== ACTIVITY ==
Pick up the article on the Fratelli tutti encyclical after its last sentence and write the next part.

[[ EXERCISE PASSAGE open ]]

- Signature date: 3 October 2020
- Subject: On fraternity and social friendship
- Number: 3 of 4 of the pontificate
- Text: In Latin; In English;
- AAS: 112 (11): 969-1074

= Fratelli tutti =

2020 encyclical of Pope Francis

Fratelli tutti (lit. 'All brothers') is the third encyclical of Pope Francis, subtitled "on fraternity and social friendship"; it was released in 2020. In the document, Francis states that the way the COVID-19 pandemic was managed by world countries has shown a failure in global cooperation. The encyclical calls for more human fraternity and solidarity, and is a plea to reject wars.

The document was signed on 3 October 2020, on the occasion of Pope Francis's visit to the tomb of his namesake, Francis of Assisi, and was published the following day on the saint's feast day.

== Background ==
Fratelli tutti is Pope Francis' third encyclical letter, after Lumen fidei and Laudato si'. The document was first announced on 5 September 2020.

[[ EXERCISE PASSAGE closed ]]
[[ ENTRIES SUPPLIED open ]]

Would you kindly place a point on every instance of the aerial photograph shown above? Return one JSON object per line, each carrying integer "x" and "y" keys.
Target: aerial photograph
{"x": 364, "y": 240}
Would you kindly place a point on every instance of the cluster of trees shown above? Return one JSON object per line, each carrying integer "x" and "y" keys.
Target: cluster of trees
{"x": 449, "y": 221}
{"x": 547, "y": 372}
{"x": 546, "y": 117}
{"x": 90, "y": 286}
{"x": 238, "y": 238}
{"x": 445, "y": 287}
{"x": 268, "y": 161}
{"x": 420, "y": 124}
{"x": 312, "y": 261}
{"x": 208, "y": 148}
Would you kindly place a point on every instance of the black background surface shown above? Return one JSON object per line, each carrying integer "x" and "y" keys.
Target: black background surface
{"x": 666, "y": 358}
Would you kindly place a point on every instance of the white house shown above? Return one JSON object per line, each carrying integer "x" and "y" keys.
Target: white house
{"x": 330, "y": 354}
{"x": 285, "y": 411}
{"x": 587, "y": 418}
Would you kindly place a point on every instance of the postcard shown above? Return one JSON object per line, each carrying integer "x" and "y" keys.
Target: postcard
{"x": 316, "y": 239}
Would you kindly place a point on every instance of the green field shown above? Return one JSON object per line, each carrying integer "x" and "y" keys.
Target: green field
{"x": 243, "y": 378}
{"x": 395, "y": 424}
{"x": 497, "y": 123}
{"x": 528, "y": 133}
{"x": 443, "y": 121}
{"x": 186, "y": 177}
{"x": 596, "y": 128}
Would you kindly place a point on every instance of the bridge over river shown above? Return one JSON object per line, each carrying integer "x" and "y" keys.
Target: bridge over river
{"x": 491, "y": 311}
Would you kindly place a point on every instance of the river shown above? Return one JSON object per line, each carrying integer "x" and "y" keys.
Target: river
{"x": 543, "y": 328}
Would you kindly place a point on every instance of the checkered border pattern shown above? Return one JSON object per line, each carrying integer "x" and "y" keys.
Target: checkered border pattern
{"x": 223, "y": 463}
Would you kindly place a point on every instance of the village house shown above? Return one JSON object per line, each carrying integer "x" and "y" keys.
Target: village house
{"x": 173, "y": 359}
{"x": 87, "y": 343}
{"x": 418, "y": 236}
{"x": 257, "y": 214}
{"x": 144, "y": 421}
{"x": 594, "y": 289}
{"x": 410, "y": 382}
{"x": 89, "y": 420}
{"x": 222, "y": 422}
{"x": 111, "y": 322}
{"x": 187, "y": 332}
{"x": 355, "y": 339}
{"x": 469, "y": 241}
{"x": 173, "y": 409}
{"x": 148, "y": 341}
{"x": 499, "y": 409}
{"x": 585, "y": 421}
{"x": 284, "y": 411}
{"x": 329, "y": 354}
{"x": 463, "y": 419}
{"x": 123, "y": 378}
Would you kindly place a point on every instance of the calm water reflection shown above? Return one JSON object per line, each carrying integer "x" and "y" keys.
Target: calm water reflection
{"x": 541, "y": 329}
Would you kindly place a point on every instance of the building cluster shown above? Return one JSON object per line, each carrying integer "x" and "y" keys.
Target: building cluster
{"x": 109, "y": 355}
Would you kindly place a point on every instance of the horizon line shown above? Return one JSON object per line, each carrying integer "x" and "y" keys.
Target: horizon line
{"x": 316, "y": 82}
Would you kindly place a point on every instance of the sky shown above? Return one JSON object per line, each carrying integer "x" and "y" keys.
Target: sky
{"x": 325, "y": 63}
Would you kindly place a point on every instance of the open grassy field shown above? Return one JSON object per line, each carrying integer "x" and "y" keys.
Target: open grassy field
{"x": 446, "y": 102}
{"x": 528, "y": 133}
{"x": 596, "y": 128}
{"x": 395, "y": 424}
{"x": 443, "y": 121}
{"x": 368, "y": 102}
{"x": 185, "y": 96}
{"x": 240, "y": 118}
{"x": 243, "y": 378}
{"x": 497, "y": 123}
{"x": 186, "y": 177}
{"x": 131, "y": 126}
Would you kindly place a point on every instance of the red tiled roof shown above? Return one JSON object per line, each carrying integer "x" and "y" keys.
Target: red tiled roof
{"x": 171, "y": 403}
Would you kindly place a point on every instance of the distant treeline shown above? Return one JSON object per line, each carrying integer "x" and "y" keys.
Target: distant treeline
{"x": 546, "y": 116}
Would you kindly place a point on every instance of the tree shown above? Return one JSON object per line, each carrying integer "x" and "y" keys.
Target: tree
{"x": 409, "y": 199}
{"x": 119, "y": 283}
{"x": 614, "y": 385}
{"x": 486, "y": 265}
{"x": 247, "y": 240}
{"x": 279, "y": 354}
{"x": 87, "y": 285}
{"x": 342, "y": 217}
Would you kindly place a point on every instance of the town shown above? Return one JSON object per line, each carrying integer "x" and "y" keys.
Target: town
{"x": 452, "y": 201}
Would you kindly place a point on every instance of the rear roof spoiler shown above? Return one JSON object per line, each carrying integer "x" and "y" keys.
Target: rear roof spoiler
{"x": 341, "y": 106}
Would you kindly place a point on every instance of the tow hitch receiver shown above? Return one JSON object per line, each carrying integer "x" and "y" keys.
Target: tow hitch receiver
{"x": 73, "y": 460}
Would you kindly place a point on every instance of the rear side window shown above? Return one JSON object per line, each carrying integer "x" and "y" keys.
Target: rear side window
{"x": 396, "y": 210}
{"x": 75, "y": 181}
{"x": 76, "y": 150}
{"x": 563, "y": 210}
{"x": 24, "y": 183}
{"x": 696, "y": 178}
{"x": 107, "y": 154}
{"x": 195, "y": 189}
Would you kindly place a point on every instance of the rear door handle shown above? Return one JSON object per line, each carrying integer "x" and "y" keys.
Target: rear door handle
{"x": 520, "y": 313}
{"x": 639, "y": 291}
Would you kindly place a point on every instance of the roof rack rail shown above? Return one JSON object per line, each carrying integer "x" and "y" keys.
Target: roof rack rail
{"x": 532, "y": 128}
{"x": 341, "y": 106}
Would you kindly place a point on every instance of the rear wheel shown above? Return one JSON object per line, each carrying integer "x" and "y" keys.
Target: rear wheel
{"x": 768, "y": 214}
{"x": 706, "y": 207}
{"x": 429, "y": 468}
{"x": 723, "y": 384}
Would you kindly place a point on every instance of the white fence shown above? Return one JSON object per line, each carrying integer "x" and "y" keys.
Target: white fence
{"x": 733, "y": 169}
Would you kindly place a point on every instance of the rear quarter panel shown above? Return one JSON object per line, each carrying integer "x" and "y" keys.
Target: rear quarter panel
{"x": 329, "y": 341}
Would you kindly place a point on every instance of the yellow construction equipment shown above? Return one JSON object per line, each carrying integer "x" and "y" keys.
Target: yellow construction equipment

[[ ENTRIES SUPPLIED closed ]]

== OUTPUT FOR THIS TASK ==
The encyclical's title is taken from Francis of Assisi's Admonitions. Pope Francis had alluded to the same quotation on 14 May 2020, when he celebrated Mass at the Domus Sanctae Marthae in Vatican City:

St Francis of Assisi used to say: "All brothers and sisters". And so, men and women of every religious confession are uniting themselves today in prayer and penance to ask for the grace of healing from this pandemic.

On 4 February 2019, Pope Francis signed the Document on Human Fraternity for World Peace and Living Together while on an apostolic journey to the United Arab Emirates. Co-signing the document was the grand imam of Al-Azhar, Ahmad Al-Tayyeb.

Before the publication of the encyclical its title was criticized by Father Thomas J. Reese , who found it to be discriminatory toward women, because the literal translation of the title is "Brothers all". However, the Italian phrase has the common connotation of "all of humanity" and is, by default, inclusive. The Catholic Women’s Council wrote an open letter to the pope "expressing concern" that the title gives the impression that the encyclical is addressed only to men, which created frustrations in a Church that does not recognize female priesthood. Phyllis Zagano also criticized the title, saying: "Too much is at stake. Too many women are being insulted. Too many female lives are at risk".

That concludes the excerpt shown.